GIVEN RECORDS —
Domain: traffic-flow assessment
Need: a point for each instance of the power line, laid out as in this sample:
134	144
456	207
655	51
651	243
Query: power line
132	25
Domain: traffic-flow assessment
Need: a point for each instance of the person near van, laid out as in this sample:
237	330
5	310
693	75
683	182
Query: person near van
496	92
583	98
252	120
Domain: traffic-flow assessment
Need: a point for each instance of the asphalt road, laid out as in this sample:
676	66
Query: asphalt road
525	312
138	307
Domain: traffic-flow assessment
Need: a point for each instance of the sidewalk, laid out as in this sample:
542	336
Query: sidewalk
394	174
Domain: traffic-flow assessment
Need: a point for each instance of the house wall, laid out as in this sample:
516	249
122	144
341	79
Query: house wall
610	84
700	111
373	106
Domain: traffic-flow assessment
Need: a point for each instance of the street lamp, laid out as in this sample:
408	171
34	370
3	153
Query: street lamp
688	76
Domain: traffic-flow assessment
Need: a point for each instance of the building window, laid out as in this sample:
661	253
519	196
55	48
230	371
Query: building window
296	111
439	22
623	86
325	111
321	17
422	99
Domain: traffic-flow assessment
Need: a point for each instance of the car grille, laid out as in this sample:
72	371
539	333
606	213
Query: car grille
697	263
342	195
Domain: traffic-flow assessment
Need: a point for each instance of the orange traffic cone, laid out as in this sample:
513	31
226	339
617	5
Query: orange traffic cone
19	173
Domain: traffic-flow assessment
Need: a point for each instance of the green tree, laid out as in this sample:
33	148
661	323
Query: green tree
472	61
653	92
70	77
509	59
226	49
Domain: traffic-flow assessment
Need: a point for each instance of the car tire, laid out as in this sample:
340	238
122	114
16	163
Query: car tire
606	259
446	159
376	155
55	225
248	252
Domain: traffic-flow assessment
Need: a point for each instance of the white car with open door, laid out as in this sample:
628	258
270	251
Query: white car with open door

WHAT IS REQUIRED — Output the entries verbatim.

TASK SOLUTION —
Domain: traffic-flow assessment
Need: a point for each instance of the power line, laid out as in this sample:
134	144
456	207
655	51
651	243
Query: power line
132	25
Domain: traffic-flow assessment
Need: a point for each instance of the person near van, laid out as in this sample:
237	330
5	310
693	75
683	182
Query: person near van
496	92
583	98
252	120
Domain: traffic-flow assessment
Need: a point for each instance of the asphalt road, laid out as in this sample:
676	66
Query: asphalt road
525	312
138	307
Domain: traffic-flow assessment
Need: a point for each instance of the sidewalk, laid out as in this sample:
542	336
Query: sidewalk
394	174
Domain: traffic-flow assessment
Need: a point for each instance of the house wall, laid out as in this sample:
516	249
122	144
341	79
Query: house wall
610	84
700	111
373	106
Domain: traffic-flow assessment
Need: a point for each instance of the street lamp, laid out as in this sample:
408	171
34	370
3	153
Query: street lamp
688	76
Domain: traffic-flow assessment
Need: a point for each instance of the building window, laid out as in this sample:
661	253
519	196
55	48
230	371
Query: building window
296	111
439	22
623	86
325	111
321	17
422	99
Domain: traffic-flow assessment
Need: a point for each instance of the car grille, laid out as in this sample:
72	371
539	333
606	213
Query: car grille
697	263
342	195
Domain: traffic-flow assessment
Need: a point for each instance of the orange traffic cone, laid out as in this sample:
513	31
226	339
617	5
Query: orange traffic cone
19	173
Domain: traffic-flow assessment
Need: a point for each instance of the green tree, laid out as in this sample:
33	148
661	323
Query: green tree
472	61
653	92
70	77
509	59
226	49
Domain: traffic-flow assessment
Need: a point for each instance of the car tire, laid out as in this sample:
340	238
122	114
16	163
Query: car tire
606	259
446	159
376	155
55	225
248	252
Domain: traffic-flow assessment
Need: a point for each instance of the white car with open door, laid out as in this sample:
628	258
270	251
Query: white car with open door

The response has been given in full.